[TO-DO LIST]
**A)** Answer these questions using the Deepest Blue single text below.
(i) Which label released "Give It Away"?
(ii) What was the song's peak position on the Scottish Singles Chart?
(iii) Whose remix is the fourth track on the UK CD single?
**B)** In the listing below, copy everything from the line containing "Task: tag the pile of red" down to the end of the listing, including the requests. Increase every coordinate in the answers by 25, and leave the pictures out.

[EXTRACTED TEXT]
══════════
Single by Deepest Blue

from the album Late September
- Released: 16 February 2004
- Length: 3:29 (album version); 3:37 (radio edit);
- Label: Data
- Songwriters: Joel Edwards; Matt Schwartz;
- Producers: Matt Schwartz; Joel Edwards;

Deepest Blue singles chronology
| "Deepest Blue" (2003) | "Give It Away" (2004) | "Is It a Sin" (2004) |

= Give It Away (Deepest Blue song) =

2004 single by Deepest Blue

"Give It Away" is a song by British electronic music group Deepest Blue. It was released on 16 February 2004 as the second single from their debut album, Late September. It gave them their second hit on the UK Singles Chart, peaking at number nine, while being their most successful single on the Scottish Singles Chart, where it peaked at number five and also reached number 36 in Ireland.

==Track listings==
UK CD single
1. "Give It Away" (radio edit)
2. "Give It Away" (club edit)
3. "Give It Away" (club mix)
4. "Give It Away" (Michael Woods remix)
5. "Give It Away" (Camel Riders Mirage remix)
══════════
[DATA RECORDS]
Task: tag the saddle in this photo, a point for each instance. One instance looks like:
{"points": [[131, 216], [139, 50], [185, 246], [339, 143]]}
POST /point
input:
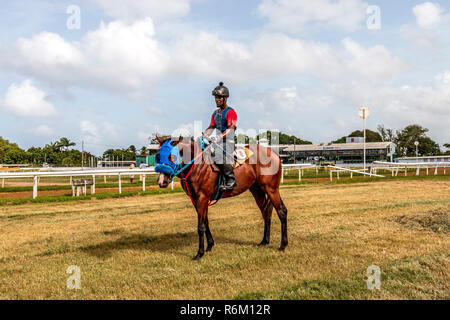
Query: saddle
{"points": [[240, 155]]}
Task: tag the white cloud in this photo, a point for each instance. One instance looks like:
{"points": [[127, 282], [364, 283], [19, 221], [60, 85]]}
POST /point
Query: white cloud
{"points": [[42, 130], [25, 100], [428, 14], [132, 10], [295, 15], [275, 54], [375, 63], [118, 56], [97, 134], [127, 59], [431, 30]]}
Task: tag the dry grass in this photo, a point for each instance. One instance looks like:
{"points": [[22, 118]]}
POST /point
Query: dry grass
{"points": [[141, 247]]}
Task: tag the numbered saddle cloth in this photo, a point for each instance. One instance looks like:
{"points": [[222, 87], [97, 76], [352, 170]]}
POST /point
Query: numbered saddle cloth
{"points": [[241, 154]]}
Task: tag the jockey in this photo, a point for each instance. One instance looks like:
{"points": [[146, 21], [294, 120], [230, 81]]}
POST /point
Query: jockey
{"points": [[224, 120]]}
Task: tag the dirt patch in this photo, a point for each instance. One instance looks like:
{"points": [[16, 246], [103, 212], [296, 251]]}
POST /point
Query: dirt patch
{"points": [[436, 220]]}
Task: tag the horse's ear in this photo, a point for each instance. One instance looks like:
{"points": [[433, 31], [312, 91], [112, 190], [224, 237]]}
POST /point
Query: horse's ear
{"points": [[175, 142], [160, 140]]}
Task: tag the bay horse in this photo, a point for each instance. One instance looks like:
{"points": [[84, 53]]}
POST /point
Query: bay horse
{"points": [[260, 173]]}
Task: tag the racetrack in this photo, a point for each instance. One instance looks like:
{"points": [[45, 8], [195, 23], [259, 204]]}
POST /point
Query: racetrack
{"points": [[141, 247]]}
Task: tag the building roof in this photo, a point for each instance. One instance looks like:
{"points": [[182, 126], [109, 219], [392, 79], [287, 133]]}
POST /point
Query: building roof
{"points": [[153, 147], [338, 146]]}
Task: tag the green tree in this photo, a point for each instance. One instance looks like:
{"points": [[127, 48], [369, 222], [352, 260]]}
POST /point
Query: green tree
{"points": [[405, 142], [65, 143], [386, 133]]}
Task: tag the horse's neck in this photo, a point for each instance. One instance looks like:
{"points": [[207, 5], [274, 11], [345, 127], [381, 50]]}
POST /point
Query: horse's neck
{"points": [[198, 163]]}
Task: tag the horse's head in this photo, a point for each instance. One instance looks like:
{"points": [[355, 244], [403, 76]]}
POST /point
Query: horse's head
{"points": [[168, 160]]}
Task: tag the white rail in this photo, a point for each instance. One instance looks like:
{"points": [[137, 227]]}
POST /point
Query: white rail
{"points": [[76, 173], [341, 169], [299, 167], [395, 167]]}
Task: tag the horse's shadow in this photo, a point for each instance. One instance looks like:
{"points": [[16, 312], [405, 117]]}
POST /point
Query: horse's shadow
{"points": [[164, 243]]}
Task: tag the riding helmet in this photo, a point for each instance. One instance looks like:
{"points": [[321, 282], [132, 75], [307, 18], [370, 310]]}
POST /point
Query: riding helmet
{"points": [[221, 90]]}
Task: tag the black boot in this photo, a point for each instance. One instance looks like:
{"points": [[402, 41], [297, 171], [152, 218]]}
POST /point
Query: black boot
{"points": [[230, 180]]}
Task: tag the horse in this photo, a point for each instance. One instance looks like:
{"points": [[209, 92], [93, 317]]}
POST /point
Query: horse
{"points": [[260, 174]]}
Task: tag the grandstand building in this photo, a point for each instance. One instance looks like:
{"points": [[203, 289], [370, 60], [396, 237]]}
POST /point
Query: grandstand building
{"points": [[352, 152]]}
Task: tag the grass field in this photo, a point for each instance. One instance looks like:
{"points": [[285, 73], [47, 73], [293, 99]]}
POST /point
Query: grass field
{"points": [[141, 247]]}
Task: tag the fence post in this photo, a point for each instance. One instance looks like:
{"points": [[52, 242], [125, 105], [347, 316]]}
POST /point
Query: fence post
{"points": [[35, 182]]}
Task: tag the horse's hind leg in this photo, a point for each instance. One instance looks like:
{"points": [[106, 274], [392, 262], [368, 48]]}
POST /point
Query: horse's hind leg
{"points": [[202, 213], [275, 198], [266, 208], [209, 237]]}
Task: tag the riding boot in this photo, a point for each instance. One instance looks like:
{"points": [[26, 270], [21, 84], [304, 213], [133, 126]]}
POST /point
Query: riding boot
{"points": [[230, 180]]}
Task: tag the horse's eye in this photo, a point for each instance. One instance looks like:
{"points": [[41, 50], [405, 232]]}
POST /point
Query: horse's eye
{"points": [[172, 158]]}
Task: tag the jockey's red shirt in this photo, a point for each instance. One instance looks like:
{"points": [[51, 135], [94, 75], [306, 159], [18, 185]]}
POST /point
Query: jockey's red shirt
{"points": [[231, 119]]}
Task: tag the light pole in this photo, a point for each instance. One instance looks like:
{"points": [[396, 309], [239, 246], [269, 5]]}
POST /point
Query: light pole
{"points": [[364, 113]]}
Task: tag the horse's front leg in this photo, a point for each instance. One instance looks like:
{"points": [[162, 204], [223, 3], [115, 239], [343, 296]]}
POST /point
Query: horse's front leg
{"points": [[202, 214], [209, 237]]}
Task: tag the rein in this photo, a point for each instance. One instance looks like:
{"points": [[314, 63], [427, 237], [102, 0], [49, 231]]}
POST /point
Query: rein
{"points": [[180, 171]]}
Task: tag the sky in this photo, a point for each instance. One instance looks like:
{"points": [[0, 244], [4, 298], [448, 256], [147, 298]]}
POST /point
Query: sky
{"points": [[111, 73]]}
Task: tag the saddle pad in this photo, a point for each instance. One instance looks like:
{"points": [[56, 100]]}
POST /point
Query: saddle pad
{"points": [[241, 154]]}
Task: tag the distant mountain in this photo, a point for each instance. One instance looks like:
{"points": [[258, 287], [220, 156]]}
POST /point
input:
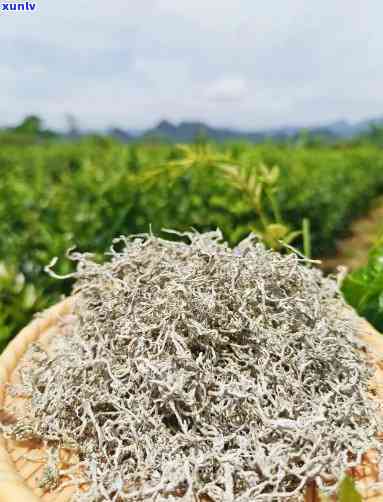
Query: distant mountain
{"points": [[185, 132], [188, 131]]}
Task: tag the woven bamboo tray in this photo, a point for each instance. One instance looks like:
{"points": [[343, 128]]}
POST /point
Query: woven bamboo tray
{"points": [[19, 477]]}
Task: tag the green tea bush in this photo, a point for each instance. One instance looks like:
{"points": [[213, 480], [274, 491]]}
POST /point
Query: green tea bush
{"points": [[54, 195], [363, 288]]}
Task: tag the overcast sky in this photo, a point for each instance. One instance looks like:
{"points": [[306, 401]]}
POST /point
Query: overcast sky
{"points": [[244, 63]]}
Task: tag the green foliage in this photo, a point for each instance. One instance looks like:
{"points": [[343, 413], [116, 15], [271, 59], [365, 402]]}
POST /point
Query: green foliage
{"points": [[54, 195], [347, 491], [363, 288]]}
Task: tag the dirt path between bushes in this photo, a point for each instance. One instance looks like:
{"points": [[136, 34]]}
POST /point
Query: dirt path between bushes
{"points": [[353, 250]]}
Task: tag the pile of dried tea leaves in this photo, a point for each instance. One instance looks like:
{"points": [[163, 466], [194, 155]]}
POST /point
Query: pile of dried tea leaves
{"points": [[190, 368]]}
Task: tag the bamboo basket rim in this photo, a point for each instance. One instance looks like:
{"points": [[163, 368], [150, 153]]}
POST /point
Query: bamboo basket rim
{"points": [[13, 485]]}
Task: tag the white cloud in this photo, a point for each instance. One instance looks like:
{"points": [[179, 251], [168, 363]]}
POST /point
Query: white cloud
{"points": [[247, 64], [227, 89]]}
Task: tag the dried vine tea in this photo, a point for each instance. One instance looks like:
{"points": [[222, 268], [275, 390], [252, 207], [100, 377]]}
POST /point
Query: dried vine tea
{"points": [[193, 369]]}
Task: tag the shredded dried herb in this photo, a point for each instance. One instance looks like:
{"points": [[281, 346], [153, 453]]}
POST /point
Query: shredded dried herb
{"points": [[193, 369]]}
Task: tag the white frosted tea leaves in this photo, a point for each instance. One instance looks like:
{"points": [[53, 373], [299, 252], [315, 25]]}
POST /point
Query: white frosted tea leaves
{"points": [[191, 369]]}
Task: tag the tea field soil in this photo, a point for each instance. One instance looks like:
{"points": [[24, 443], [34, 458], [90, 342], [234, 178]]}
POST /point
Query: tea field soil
{"points": [[353, 250]]}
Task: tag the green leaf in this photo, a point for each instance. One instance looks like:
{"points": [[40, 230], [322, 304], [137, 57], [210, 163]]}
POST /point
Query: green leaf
{"points": [[347, 491]]}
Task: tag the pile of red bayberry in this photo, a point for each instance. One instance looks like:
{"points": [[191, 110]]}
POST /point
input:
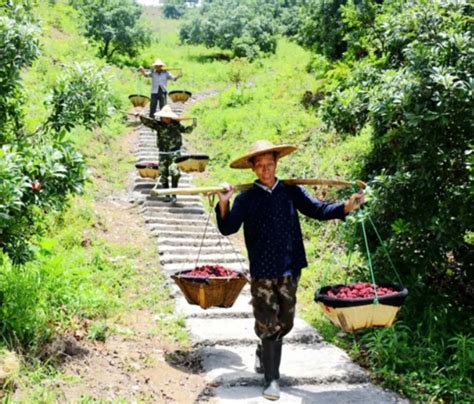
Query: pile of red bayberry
{"points": [[359, 290], [212, 271]]}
══════════
[ANSWER LIST]
**A)**
(i) Data
(ii) Number five
(iii) Michael Woods

**B)**
Task: tag the pile of red bayberry in this photo, a point for each instance. One instance looks like:
{"points": [[191, 110]]}
POST /point
input:
Query: pile of red bayberry
{"points": [[384, 315], [237, 296]]}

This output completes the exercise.